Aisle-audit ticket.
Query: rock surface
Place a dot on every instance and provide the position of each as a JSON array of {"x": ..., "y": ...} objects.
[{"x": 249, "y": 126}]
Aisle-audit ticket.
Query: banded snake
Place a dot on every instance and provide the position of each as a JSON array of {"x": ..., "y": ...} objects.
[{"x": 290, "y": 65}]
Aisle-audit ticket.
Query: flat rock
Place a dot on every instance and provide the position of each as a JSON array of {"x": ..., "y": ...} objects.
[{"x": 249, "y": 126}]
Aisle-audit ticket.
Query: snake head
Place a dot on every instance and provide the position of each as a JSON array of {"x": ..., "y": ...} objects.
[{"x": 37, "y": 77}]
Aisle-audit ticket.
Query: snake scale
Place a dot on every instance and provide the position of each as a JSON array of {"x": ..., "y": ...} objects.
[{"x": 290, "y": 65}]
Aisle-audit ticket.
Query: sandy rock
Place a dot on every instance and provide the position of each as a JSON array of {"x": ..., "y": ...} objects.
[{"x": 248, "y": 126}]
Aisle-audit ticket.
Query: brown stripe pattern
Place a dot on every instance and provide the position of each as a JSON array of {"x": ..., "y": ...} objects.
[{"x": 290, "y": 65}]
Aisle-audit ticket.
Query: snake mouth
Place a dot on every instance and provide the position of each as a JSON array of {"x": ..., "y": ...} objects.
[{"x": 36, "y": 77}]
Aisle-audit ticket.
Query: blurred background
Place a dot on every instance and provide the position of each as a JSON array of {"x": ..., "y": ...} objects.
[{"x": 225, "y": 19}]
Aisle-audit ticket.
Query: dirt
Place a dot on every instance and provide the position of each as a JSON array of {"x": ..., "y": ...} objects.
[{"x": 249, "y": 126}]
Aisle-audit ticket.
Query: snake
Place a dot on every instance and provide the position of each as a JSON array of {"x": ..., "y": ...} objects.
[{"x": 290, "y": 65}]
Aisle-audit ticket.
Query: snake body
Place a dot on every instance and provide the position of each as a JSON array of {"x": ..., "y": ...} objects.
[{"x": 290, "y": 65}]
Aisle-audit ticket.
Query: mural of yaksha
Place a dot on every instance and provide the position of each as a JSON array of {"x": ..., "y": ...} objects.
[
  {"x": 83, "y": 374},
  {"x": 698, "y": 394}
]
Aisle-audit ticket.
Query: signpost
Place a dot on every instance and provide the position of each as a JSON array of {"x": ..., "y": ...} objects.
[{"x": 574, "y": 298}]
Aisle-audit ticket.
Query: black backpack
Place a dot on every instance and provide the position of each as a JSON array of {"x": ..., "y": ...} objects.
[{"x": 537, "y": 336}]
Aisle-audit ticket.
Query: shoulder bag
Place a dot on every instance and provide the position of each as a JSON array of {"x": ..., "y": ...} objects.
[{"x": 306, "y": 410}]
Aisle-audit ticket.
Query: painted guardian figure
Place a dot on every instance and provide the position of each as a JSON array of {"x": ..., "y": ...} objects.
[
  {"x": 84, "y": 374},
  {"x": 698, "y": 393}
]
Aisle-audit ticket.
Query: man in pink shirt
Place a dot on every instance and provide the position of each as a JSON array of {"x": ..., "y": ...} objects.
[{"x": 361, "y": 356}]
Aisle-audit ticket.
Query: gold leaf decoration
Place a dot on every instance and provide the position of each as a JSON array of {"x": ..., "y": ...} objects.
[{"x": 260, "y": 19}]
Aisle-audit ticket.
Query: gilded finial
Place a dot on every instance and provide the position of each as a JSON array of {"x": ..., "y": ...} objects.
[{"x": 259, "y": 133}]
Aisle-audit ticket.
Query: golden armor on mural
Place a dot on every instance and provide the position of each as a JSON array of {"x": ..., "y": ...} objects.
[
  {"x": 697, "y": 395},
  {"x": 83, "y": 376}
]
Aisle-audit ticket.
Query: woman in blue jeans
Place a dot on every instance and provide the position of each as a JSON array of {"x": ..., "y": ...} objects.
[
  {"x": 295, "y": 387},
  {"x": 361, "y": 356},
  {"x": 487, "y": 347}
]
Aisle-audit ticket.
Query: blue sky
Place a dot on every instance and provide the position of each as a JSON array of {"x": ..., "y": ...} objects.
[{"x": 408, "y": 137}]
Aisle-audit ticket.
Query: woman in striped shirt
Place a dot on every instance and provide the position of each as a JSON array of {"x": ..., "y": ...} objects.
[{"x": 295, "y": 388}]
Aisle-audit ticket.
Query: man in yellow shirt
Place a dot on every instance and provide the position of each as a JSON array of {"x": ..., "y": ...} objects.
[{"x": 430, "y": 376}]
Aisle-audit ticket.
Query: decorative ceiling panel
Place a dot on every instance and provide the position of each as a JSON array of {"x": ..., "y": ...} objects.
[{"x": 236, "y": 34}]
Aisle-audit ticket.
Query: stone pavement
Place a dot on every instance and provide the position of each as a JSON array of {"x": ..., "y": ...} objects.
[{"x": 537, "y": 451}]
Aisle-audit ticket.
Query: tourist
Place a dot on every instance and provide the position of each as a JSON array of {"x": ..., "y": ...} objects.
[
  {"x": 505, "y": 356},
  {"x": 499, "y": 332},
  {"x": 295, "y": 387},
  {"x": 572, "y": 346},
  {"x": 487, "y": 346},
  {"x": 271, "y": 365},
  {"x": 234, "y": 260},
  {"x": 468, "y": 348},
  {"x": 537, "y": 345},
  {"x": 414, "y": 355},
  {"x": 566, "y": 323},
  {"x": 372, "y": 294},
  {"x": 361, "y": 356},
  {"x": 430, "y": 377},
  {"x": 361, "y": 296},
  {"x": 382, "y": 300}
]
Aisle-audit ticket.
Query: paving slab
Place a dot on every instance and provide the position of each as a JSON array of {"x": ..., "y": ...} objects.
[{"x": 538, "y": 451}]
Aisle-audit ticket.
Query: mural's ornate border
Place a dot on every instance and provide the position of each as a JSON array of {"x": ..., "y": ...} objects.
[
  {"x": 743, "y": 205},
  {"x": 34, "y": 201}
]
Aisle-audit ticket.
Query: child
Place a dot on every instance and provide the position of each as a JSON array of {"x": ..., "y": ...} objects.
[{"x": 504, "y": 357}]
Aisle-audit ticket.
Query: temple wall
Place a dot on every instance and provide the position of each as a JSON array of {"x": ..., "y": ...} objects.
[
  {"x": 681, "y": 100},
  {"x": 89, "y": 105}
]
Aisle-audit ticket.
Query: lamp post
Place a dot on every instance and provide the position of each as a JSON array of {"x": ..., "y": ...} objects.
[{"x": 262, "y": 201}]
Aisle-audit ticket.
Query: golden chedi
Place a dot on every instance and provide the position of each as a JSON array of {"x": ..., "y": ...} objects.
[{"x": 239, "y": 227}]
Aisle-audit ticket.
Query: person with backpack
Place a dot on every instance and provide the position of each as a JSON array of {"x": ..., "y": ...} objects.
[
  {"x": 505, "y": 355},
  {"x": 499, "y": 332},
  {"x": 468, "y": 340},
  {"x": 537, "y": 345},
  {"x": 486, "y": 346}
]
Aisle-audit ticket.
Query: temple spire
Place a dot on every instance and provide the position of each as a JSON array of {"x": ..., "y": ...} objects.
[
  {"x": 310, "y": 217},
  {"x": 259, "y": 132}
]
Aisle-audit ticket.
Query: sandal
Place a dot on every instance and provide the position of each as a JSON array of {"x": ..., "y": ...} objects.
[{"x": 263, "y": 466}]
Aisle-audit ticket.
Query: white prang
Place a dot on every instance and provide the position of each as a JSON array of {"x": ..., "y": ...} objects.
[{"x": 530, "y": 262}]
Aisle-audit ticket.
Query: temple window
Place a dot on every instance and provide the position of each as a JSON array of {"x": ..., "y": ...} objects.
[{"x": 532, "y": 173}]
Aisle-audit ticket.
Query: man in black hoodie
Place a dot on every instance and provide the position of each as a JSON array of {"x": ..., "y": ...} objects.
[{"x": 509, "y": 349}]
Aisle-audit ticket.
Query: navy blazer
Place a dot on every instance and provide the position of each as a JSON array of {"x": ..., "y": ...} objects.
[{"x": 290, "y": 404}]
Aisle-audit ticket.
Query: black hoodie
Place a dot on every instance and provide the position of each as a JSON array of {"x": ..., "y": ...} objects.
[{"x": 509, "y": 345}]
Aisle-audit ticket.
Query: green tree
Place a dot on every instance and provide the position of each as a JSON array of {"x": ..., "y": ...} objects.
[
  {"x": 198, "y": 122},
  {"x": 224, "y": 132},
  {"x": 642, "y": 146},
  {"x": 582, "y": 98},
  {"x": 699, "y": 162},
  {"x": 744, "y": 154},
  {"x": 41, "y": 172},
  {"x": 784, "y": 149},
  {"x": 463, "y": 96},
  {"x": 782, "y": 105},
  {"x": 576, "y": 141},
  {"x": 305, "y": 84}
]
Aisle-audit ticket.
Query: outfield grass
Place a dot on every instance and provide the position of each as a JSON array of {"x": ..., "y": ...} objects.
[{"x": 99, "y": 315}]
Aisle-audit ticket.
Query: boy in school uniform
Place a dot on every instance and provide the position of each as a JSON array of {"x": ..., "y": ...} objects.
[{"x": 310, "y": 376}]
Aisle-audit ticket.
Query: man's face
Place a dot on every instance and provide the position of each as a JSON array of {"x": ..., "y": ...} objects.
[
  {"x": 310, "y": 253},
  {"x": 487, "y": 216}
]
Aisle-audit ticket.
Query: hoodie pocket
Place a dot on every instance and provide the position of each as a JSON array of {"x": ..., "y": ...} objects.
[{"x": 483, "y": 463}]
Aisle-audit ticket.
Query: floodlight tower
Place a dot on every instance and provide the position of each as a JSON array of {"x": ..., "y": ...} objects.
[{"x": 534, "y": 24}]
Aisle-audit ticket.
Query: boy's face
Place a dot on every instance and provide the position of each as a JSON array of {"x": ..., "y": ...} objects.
______________________________
Select every line of the entries above that contains the word "black", and copy each one out in full. Case counts.

Query: black backpack
Query: man in black hoodie
Query: black hoodie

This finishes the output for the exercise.